(Position identification records)
◇ ◇ ◇ ◇
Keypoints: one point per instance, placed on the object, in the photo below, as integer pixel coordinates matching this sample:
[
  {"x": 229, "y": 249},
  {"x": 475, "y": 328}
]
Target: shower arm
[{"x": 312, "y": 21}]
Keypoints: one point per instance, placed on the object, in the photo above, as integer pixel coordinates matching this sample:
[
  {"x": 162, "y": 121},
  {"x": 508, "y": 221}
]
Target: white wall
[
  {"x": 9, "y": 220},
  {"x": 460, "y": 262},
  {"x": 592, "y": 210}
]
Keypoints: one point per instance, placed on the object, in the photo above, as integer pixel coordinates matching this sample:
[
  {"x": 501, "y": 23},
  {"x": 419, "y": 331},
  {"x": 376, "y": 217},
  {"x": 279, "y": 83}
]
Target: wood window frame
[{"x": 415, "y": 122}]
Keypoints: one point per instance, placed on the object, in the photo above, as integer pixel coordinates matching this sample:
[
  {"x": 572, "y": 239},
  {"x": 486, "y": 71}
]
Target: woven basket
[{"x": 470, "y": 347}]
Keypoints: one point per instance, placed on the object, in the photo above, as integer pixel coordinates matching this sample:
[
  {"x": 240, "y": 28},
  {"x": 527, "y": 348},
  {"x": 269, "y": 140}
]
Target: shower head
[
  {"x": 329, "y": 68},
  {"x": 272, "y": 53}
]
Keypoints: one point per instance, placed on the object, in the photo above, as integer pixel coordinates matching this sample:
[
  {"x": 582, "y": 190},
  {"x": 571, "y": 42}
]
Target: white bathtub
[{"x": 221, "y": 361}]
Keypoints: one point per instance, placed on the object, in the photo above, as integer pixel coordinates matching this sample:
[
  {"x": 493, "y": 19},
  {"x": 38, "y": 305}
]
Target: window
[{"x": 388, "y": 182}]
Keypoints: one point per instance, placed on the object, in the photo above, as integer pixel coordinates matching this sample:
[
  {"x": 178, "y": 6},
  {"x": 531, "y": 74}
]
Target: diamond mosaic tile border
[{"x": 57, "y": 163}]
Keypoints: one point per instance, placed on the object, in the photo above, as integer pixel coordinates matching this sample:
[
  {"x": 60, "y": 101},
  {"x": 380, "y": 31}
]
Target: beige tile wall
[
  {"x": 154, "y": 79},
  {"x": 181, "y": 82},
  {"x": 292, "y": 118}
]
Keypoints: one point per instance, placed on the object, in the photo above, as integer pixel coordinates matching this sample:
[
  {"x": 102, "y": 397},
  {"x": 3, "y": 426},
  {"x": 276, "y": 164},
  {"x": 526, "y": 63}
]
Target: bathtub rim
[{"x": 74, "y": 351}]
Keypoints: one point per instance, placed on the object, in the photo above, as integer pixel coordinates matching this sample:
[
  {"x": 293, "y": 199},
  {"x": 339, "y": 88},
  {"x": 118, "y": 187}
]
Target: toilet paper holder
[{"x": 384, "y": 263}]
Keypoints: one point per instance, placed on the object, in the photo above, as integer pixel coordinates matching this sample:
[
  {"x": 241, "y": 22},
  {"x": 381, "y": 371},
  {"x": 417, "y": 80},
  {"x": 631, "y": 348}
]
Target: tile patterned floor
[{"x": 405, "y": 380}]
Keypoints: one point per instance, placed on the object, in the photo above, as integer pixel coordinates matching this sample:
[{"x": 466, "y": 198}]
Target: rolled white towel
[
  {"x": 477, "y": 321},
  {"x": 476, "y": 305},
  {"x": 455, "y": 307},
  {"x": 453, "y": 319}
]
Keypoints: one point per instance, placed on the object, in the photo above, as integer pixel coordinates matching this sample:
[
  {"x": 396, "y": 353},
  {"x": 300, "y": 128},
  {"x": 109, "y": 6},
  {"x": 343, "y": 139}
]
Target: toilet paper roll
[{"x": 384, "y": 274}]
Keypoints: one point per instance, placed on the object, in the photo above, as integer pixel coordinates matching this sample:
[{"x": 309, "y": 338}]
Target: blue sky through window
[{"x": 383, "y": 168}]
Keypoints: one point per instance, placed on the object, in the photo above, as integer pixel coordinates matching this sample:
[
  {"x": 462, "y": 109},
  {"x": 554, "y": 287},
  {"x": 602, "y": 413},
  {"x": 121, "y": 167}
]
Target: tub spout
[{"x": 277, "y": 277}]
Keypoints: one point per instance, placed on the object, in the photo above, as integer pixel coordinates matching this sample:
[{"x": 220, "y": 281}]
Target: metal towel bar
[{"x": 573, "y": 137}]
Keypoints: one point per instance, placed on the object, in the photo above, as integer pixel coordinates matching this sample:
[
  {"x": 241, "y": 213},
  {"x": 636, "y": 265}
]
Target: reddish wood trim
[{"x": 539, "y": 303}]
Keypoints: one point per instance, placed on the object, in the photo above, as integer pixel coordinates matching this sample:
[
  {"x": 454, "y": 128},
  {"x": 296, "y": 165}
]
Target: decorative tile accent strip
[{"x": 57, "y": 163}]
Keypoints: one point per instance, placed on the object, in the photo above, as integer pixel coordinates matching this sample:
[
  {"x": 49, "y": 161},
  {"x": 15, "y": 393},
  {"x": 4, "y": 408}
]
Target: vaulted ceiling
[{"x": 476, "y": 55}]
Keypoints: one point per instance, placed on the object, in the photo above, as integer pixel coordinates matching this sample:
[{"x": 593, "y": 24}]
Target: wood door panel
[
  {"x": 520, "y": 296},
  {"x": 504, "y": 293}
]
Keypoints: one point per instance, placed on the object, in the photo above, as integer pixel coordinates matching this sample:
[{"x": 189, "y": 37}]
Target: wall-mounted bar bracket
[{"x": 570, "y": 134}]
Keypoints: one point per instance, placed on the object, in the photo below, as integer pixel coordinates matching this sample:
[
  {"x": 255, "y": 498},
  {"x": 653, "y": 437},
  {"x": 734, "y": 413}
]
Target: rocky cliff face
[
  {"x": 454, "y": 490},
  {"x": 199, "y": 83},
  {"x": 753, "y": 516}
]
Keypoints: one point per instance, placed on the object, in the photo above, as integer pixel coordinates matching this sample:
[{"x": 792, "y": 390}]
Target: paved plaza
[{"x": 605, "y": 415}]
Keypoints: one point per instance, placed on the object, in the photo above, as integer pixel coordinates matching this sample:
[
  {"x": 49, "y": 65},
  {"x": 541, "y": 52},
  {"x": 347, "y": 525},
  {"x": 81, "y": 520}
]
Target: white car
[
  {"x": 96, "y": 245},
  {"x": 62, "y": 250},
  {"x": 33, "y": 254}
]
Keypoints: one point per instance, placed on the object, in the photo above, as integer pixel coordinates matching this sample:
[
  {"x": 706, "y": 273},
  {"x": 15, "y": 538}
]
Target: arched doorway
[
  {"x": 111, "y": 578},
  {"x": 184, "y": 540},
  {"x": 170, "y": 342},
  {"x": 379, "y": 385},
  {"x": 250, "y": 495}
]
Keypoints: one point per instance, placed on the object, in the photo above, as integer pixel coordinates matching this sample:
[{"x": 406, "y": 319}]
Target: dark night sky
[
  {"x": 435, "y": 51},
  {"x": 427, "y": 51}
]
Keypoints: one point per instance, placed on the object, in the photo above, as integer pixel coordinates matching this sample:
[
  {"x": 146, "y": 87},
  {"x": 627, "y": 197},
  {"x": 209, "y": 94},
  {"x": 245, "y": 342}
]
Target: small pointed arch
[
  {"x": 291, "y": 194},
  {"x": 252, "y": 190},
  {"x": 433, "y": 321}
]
◇ ◇ ◇ ◇
Locate each line in the rows above that contains the word "paper", and copy those lines.

Target: toilet paper holder
Target: toilet paper roll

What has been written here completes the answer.